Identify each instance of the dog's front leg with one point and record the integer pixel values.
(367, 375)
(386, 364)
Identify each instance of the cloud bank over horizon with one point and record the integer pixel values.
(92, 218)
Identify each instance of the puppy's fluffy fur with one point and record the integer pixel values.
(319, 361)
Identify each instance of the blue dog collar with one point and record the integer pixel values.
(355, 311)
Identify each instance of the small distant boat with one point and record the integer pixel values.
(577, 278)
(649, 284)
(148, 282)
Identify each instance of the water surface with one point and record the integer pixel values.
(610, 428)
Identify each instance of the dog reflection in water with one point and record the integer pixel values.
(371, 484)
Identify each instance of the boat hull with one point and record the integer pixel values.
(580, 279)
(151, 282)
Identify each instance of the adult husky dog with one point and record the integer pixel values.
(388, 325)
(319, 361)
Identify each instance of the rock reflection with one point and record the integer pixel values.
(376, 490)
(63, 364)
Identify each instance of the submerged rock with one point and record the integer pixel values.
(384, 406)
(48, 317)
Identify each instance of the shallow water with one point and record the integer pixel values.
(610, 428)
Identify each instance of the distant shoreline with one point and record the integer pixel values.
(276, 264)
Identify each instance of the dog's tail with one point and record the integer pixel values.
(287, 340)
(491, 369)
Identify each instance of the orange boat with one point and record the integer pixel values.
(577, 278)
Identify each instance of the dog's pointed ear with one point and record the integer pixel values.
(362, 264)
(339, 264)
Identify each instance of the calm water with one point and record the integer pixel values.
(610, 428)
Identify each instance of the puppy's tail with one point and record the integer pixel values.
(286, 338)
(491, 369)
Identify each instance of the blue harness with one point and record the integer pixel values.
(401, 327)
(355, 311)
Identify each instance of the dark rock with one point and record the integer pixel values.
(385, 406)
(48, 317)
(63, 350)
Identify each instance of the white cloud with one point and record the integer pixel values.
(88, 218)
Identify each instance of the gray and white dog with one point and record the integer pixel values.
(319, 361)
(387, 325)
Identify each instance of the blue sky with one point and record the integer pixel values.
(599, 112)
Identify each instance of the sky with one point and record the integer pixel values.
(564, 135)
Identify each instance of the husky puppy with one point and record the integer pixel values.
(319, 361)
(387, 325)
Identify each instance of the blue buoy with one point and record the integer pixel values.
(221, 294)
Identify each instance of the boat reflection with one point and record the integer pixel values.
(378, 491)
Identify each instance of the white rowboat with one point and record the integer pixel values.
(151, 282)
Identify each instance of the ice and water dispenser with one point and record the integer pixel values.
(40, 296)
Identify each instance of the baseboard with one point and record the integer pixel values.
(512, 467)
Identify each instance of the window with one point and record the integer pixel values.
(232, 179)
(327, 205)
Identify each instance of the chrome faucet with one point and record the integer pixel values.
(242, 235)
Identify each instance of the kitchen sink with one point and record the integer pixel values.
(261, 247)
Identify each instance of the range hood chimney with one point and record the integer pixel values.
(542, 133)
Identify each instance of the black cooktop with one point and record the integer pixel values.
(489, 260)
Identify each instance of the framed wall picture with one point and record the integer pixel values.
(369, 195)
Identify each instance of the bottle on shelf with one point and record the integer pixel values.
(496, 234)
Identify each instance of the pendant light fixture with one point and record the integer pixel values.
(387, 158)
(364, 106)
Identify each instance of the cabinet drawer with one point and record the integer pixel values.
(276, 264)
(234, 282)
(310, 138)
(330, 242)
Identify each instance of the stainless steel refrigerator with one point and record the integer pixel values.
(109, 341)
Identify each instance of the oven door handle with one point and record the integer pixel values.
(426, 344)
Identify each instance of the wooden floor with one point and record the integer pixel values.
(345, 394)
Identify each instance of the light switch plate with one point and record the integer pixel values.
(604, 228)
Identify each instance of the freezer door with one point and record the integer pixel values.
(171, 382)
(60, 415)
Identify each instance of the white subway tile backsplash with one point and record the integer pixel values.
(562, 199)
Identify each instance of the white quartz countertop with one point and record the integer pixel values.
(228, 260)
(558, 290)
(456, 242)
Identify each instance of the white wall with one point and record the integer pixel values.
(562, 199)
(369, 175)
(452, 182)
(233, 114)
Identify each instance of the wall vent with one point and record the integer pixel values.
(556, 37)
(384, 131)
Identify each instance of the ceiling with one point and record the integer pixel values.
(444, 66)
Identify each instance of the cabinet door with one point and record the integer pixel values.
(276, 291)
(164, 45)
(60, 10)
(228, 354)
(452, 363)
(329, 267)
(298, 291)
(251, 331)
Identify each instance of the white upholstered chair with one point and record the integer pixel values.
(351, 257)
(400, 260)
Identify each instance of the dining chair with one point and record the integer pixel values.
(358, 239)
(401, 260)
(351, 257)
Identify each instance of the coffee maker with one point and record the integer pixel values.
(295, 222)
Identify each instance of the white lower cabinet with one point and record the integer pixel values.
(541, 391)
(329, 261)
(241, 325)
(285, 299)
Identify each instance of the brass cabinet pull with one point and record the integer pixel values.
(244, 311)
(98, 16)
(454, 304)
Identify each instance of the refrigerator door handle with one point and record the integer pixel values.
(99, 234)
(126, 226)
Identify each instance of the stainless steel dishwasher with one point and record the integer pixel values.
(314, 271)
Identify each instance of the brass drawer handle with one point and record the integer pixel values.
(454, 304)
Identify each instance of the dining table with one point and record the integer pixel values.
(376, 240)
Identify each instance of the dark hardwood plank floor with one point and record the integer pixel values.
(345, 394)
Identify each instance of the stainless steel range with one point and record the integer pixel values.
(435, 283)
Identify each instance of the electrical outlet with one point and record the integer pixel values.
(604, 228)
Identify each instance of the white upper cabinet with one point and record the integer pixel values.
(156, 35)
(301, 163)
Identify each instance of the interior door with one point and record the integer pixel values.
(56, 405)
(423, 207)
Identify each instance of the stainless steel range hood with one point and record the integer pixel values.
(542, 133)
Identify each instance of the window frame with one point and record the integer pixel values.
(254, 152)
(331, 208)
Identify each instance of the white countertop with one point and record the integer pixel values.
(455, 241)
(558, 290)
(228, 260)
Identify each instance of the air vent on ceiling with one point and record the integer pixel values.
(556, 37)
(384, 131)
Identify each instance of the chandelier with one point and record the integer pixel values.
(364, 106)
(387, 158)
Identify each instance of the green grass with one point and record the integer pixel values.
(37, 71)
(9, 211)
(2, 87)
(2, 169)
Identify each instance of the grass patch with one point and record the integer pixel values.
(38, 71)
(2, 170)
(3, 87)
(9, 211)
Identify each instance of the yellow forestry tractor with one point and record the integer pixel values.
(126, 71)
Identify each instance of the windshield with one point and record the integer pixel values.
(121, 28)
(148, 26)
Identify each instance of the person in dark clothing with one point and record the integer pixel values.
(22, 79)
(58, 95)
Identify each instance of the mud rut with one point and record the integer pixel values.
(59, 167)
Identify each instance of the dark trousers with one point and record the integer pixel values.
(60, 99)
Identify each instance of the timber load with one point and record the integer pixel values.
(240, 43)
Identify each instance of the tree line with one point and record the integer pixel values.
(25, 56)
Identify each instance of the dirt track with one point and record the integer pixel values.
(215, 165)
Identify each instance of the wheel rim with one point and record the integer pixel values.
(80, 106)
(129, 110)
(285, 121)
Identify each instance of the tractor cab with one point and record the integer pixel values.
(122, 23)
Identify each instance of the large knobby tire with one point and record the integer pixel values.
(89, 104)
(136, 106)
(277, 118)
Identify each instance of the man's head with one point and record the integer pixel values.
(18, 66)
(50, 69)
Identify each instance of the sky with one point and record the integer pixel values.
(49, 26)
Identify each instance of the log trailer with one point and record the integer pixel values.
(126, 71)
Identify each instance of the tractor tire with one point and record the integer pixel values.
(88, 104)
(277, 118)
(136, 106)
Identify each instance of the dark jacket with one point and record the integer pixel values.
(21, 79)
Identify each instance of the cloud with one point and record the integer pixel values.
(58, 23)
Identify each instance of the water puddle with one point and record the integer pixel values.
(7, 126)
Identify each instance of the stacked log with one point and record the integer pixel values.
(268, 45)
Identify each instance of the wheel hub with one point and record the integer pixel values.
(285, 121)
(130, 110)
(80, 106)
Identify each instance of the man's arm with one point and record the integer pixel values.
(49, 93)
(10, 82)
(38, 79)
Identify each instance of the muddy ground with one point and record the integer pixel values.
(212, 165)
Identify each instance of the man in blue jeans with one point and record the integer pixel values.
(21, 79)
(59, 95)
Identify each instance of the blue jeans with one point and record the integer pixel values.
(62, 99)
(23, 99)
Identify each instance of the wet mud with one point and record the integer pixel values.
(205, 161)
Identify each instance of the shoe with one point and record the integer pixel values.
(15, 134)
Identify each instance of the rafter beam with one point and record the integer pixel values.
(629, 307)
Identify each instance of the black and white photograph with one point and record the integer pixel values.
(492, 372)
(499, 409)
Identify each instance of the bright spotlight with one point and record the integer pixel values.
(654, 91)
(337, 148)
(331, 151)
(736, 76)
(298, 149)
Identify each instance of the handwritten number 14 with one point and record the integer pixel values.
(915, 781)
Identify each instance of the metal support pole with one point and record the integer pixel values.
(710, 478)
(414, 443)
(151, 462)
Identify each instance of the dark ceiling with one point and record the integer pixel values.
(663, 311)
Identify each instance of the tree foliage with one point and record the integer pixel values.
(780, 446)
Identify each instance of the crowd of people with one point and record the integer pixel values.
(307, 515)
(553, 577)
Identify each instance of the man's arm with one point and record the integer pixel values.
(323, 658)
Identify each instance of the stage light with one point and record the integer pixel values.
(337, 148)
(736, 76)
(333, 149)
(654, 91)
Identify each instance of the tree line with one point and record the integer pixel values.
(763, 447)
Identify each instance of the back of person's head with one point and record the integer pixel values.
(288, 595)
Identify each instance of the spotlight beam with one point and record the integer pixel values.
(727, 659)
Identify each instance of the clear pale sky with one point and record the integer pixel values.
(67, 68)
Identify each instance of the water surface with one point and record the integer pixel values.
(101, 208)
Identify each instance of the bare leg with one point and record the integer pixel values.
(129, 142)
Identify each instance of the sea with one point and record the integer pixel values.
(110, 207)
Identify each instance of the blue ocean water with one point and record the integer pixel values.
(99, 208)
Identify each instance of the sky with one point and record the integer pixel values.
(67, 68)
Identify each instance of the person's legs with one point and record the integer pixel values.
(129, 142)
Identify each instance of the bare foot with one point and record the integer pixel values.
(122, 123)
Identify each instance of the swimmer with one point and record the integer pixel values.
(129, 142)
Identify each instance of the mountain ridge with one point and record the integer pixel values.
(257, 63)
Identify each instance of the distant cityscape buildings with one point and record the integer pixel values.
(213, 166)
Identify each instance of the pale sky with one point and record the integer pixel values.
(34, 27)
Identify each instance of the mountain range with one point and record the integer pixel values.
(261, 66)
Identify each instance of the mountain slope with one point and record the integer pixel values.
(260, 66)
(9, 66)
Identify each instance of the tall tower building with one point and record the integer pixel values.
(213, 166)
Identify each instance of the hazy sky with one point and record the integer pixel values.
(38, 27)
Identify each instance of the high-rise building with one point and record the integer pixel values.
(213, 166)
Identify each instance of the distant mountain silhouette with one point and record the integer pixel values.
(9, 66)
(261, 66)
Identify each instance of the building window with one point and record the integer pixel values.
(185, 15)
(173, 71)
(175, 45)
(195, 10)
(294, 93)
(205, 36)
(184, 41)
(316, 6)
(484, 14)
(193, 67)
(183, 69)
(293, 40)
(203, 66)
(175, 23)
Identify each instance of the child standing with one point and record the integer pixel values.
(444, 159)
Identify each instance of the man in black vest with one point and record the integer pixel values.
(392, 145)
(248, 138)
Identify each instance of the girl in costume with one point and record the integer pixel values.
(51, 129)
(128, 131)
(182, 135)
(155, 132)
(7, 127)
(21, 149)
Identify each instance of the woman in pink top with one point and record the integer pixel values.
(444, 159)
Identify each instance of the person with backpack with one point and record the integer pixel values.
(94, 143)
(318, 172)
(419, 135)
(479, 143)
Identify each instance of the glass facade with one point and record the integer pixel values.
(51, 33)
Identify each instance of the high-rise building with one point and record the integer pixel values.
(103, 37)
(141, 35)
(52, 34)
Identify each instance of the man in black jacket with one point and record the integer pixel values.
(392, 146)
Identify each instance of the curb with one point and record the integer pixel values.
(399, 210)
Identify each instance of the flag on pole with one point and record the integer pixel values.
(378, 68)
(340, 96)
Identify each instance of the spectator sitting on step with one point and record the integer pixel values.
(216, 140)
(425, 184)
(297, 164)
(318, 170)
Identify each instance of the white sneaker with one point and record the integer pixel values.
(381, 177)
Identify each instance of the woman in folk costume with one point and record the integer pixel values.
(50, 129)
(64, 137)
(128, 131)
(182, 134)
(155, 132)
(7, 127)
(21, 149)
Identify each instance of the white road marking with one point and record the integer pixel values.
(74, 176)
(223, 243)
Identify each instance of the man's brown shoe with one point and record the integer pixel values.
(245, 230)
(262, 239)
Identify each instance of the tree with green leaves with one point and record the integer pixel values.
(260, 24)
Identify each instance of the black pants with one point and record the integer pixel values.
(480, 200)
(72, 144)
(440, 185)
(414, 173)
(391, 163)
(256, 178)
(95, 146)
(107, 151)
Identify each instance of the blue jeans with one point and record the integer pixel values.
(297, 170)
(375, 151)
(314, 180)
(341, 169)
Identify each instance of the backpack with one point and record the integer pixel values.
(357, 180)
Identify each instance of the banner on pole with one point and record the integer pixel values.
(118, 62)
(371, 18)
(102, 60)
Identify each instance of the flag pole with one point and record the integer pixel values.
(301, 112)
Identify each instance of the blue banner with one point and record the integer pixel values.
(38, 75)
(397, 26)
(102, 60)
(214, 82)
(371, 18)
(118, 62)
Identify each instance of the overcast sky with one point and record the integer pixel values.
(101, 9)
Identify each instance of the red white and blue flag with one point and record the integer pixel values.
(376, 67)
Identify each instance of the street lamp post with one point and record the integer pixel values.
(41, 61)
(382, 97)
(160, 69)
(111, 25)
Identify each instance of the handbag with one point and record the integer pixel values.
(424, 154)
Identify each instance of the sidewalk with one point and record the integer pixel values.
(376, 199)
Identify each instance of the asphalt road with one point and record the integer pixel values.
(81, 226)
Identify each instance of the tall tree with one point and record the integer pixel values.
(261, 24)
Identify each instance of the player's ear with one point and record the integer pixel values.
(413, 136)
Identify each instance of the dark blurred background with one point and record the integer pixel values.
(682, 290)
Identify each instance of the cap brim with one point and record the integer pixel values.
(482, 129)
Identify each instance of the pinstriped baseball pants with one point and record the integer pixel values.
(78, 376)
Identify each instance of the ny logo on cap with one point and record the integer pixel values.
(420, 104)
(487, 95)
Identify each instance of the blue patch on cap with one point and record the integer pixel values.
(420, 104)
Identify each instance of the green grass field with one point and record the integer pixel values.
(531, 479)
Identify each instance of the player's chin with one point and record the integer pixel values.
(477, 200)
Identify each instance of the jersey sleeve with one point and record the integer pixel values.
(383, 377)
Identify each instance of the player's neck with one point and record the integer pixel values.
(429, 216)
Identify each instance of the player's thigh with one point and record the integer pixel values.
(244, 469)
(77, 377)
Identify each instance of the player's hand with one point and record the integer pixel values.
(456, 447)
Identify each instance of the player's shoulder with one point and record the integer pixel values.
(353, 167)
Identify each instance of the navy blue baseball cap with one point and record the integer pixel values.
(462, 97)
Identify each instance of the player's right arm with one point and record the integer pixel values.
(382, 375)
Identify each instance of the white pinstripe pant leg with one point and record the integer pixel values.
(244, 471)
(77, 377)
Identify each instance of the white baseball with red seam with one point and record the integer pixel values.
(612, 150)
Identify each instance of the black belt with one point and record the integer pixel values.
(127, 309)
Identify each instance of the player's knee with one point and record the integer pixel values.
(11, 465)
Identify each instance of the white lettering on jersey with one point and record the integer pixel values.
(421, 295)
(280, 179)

## AIM
Only the lines from the one containing "Identify each instance of the player's thigh" through the end of the entries above belong in the answer; repeat them exactly.

## COMPLETED EXERCISE
Identify each instance of the player's thigh with one point and record the integer pixel values.
(244, 469)
(77, 377)
Identify each instance of the player's hand with one point and record the integer pixel values.
(456, 447)
Identify each instance of the player's shoulder with one point and record the integer pixel values.
(353, 167)
Identify each instance of the navy blue baseball cap with one point and record the integer pixel values.
(462, 97)
Identify each instance of the player's right arm with one point and record the integer pixel values.
(382, 375)
Identify each instance of the white pinstripe pant leg with one point and record the integer pixel values.
(244, 471)
(77, 377)
Identify each instance of the white baseball with red seam with one point and record the integer pixel values.
(612, 150)
Identify each instance of the black belt with one point and record the integer pixel values.
(127, 309)
Identify each instance of the player's knee with one point and record the integer pixel values.
(11, 465)
Identify each instance of the white lettering on jersey with one point and record the integer pixel values.
(421, 295)
(280, 179)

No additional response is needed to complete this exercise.